### Aim of the exercise
Nothing other than the lines from the one containing "Could you point out the white collar" through the last line of the data below should be output, each reproduced exactly.
***** The records
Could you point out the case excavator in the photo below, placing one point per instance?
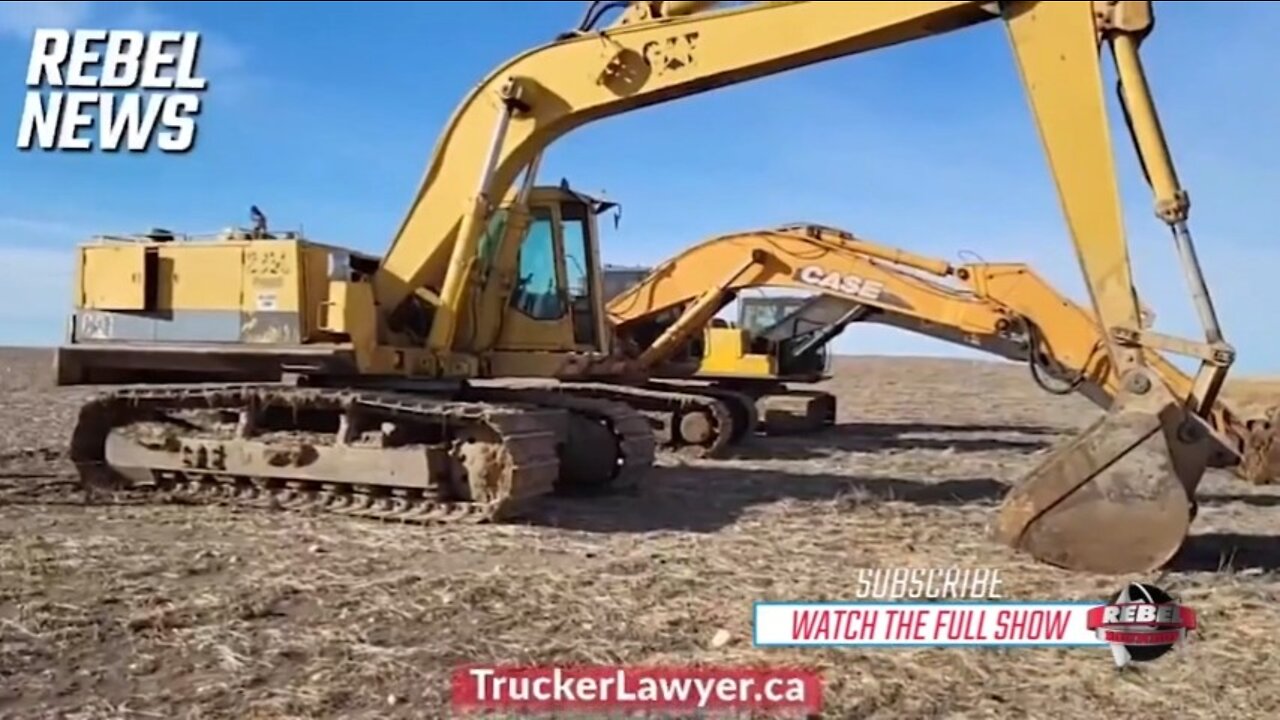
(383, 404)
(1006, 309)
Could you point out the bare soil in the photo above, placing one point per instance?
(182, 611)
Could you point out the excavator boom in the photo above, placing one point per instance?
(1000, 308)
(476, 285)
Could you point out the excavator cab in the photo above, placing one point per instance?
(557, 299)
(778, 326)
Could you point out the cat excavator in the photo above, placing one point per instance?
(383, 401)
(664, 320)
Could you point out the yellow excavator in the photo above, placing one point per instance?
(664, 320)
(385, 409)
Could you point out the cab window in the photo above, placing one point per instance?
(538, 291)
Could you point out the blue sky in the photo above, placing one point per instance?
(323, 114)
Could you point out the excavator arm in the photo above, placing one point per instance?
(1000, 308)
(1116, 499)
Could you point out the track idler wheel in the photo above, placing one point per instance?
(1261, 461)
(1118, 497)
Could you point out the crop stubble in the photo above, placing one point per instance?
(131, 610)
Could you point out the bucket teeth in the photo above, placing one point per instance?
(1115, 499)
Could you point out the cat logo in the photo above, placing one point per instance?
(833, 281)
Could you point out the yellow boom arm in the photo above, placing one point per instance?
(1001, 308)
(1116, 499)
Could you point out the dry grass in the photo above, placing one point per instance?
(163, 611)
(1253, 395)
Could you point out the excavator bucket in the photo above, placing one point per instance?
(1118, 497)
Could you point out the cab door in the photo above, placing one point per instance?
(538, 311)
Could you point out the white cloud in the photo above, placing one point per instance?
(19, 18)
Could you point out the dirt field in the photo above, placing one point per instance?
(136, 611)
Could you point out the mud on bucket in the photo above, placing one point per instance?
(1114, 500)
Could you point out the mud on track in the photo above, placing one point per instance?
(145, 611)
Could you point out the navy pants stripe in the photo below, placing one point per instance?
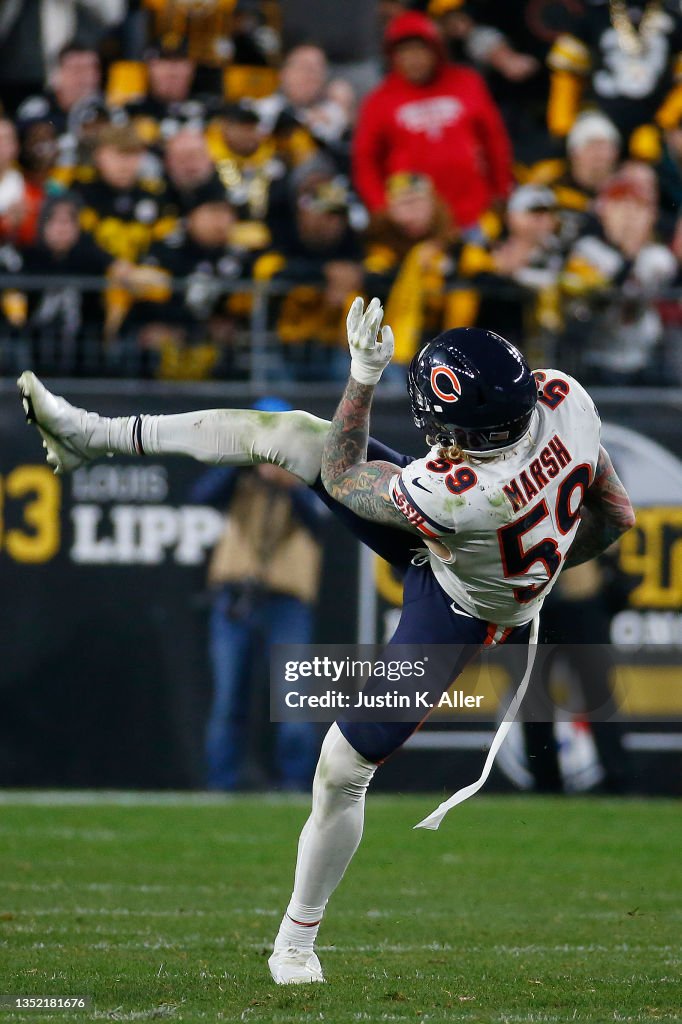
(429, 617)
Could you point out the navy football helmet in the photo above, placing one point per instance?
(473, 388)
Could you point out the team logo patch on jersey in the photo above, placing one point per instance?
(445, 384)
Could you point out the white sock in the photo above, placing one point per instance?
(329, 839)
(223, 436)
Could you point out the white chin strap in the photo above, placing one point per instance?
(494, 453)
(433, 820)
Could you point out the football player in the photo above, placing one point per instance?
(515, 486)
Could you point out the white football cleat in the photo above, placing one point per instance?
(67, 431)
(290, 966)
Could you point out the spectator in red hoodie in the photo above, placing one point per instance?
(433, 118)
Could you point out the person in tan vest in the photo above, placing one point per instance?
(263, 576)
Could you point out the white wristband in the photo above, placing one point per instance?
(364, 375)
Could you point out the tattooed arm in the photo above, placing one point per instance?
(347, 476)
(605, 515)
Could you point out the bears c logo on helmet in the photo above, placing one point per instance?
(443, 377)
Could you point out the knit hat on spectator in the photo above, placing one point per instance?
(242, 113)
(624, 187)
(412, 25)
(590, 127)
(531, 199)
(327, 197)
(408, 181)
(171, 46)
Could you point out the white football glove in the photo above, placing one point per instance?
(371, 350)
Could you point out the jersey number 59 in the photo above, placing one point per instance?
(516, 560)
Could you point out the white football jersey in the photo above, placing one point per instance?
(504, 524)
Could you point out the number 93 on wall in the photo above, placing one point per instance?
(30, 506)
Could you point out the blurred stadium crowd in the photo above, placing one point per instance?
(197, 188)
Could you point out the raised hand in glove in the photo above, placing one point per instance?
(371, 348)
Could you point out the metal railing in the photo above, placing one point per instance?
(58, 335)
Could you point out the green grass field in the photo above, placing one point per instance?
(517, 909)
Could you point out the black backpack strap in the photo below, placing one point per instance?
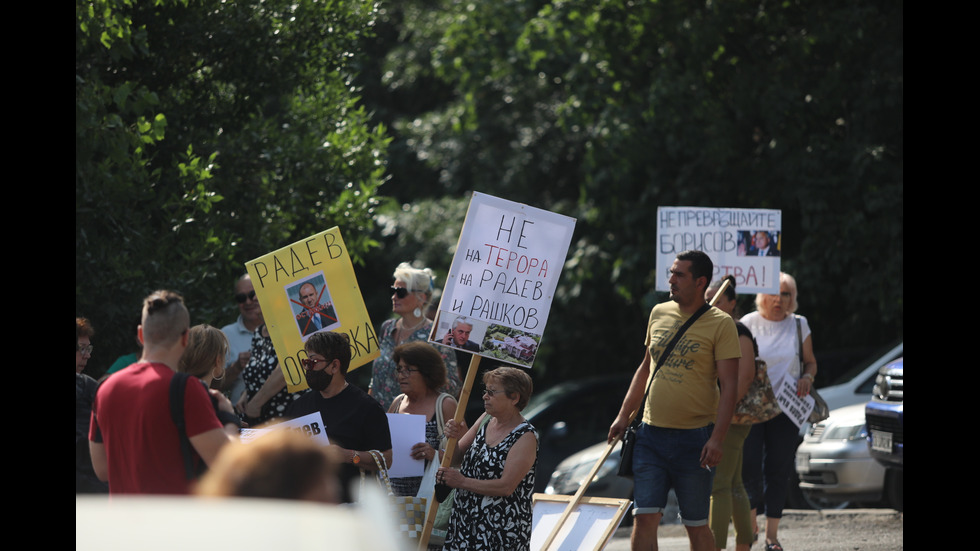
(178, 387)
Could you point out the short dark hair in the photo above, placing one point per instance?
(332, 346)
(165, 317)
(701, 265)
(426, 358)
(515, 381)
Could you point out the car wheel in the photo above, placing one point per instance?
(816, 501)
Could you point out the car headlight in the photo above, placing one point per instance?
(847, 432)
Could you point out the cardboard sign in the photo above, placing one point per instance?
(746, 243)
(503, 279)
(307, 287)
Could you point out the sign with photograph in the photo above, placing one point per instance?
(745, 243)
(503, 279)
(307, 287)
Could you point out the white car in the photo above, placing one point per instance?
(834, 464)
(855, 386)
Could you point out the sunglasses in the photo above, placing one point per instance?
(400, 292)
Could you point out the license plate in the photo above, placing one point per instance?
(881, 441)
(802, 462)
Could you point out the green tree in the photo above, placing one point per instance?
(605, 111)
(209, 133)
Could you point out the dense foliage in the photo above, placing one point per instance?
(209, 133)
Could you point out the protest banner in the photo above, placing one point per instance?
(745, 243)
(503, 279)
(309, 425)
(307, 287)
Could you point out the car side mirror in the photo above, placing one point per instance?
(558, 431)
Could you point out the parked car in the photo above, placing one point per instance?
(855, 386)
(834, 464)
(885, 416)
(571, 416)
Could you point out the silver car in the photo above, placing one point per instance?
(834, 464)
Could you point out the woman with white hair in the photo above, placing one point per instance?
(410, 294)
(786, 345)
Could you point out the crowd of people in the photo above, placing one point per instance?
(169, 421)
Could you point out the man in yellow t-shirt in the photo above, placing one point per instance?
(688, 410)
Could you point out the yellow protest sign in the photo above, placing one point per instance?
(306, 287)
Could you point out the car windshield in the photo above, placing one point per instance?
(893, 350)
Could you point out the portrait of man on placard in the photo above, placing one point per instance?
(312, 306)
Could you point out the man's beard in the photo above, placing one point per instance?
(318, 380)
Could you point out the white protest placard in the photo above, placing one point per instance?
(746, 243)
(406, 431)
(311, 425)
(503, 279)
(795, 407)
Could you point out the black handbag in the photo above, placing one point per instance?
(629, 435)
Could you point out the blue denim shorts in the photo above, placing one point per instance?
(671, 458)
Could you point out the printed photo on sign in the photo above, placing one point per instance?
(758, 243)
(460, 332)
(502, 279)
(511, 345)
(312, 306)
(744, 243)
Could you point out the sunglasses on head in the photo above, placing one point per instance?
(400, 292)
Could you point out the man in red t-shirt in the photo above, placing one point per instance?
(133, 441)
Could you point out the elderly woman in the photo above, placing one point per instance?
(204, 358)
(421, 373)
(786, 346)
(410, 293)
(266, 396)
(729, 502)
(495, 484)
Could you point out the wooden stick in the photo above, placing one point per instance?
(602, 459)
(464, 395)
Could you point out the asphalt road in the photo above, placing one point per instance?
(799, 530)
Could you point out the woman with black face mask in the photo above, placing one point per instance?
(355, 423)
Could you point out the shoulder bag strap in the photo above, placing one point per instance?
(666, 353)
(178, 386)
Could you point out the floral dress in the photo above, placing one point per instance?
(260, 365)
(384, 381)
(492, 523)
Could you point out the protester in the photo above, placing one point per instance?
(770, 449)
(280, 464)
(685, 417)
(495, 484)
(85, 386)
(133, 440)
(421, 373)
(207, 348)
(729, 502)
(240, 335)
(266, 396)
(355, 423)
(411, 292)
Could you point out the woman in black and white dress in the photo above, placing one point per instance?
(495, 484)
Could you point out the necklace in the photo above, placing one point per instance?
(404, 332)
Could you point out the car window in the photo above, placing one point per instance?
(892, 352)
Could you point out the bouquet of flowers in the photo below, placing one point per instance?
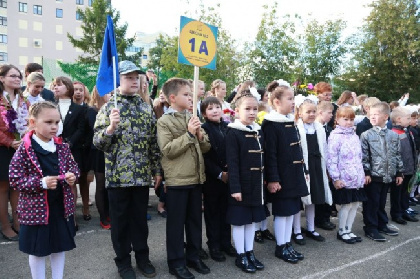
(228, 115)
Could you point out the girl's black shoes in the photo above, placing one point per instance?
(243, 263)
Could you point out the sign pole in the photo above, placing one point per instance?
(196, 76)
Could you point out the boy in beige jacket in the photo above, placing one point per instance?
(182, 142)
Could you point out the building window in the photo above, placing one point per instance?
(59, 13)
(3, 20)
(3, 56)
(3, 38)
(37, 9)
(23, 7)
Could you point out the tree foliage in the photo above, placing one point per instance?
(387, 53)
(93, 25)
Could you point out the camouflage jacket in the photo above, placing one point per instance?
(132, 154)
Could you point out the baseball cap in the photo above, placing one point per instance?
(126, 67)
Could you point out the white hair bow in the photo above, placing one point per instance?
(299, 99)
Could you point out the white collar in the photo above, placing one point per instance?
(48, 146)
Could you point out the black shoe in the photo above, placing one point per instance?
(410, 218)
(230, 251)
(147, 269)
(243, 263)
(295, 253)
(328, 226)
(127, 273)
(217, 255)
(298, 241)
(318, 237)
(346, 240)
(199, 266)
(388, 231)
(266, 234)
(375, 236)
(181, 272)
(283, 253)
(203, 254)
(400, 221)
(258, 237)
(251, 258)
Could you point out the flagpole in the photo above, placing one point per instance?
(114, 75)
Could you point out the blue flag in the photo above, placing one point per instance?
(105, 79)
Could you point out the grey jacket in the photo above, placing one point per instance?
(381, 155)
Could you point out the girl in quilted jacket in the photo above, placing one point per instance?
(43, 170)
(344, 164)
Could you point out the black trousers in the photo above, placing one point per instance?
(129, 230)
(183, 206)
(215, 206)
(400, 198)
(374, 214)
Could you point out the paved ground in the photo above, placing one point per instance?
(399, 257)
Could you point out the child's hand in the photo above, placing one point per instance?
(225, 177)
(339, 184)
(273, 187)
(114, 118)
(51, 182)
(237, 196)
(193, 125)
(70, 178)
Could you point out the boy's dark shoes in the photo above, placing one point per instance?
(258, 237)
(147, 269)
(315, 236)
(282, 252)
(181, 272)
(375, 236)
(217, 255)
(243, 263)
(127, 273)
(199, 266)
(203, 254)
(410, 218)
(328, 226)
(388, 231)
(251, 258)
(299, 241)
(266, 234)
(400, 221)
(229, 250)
**********
### Solution to the exercise
Could you point out the white collar in the photo above, placing one point per instance?
(48, 146)
Could you point out the black shoe in the photo above, placing one point per instance?
(410, 218)
(230, 251)
(147, 269)
(243, 263)
(295, 253)
(328, 226)
(127, 273)
(217, 255)
(298, 241)
(318, 237)
(346, 240)
(199, 266)
(388, 231)
(266, 234)
(375, 236)
(181, 272)
(283, 253)
(203, 254)
(400, 221)
(258, 237)
(251, 258)
Could you point out the flagpole in the photo above, placing one point per instance?
(114, 75)
Could you point out the blue flag in the photo above, placing one point per instance?
(105, 79)
Could you point out the grey jacket in the photo above, placing one point per instance?
(381, 155)
Could you point out the girl in quilted jacket in the photo above, placing one point per instance?
(43, 170)
(344, 164)
Could you point out the black trousers in the photo above, placing one point per instance?
(129, 230)
(183, 206)
(215, 206)
(400, 198)
(374, 214)
Could you point out the paved ground in the photo above, placing one point per instance?
(399, 257)
Could you point out the child's hand in the photo above, placing one point per instance?
(225, 177)
(339, 184)
(273, 187)
(114, 118)
(51, 182)
(237, 196)
(193, 125)
(70, 178)
Could you point out the boy's dark shoes in the photo above, placing one point per instance?
(258, 237)
(147, 269)
(315, 236)
(282, 252)
(181, 272)
(375, 236)
(217, 255)
(243, 263)
(127, 273)
(199, 266)
(203, 254)
(410, 218)
(328, 226)
(388, 231)
(251, 258)
(299, 241)
(266, 234)
(400, 221)
(229, 250)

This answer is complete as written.